Excerpts from segmentation records
########################################

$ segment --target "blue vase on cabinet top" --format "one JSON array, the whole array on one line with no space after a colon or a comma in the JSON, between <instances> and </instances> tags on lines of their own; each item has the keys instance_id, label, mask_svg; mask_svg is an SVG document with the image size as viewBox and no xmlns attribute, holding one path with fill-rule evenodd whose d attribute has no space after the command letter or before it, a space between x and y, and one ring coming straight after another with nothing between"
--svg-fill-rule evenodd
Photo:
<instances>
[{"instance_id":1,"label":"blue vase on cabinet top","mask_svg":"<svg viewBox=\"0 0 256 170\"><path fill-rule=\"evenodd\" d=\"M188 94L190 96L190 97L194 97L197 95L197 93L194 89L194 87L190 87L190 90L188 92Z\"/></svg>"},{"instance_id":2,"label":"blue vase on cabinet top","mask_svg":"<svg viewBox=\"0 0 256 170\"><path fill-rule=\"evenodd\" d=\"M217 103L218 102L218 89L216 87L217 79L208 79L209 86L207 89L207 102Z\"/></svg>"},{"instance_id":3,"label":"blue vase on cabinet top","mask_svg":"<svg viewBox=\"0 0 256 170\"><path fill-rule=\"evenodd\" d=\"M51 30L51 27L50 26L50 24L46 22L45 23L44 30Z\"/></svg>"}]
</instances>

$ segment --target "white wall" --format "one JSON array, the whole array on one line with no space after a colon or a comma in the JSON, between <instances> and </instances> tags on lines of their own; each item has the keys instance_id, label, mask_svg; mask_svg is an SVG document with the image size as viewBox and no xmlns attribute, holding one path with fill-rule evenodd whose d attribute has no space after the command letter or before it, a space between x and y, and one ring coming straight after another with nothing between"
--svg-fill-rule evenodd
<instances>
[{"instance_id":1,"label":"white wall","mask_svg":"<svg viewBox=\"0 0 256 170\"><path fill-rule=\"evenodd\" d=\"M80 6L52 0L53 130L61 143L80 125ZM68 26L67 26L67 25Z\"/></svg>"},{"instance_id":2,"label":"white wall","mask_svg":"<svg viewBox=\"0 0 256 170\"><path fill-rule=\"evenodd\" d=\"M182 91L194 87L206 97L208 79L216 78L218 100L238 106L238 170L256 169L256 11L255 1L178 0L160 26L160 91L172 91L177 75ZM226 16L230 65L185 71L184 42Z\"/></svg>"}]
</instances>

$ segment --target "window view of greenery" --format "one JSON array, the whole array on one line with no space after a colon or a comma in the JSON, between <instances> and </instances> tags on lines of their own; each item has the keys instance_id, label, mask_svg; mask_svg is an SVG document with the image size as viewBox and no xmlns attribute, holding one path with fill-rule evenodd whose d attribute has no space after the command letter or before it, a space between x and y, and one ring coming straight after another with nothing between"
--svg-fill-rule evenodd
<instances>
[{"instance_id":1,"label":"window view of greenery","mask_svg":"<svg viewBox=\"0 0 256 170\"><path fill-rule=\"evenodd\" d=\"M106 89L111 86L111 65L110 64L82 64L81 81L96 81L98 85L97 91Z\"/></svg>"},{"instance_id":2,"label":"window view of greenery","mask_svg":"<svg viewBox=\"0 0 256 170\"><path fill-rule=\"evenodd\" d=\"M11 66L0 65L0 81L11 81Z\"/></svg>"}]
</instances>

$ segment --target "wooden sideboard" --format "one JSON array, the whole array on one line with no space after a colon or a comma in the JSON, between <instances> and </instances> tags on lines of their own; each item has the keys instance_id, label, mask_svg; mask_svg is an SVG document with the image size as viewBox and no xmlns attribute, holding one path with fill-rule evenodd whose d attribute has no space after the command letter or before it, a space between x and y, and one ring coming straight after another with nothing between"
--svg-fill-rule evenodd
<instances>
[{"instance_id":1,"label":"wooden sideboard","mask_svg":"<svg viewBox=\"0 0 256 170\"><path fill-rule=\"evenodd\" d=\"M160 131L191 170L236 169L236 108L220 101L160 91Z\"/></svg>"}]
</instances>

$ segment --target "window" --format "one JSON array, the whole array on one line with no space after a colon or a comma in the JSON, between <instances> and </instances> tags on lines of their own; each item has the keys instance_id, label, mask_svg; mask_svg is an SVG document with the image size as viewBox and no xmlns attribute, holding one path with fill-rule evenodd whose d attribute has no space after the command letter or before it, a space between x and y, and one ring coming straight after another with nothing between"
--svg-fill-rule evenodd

########################################

#### [PROBLEM REQUIREMENTS]
Count the rows above that contain the string "wall", and reply with only that number.

#### [OUTPUT OF THE TASK]
2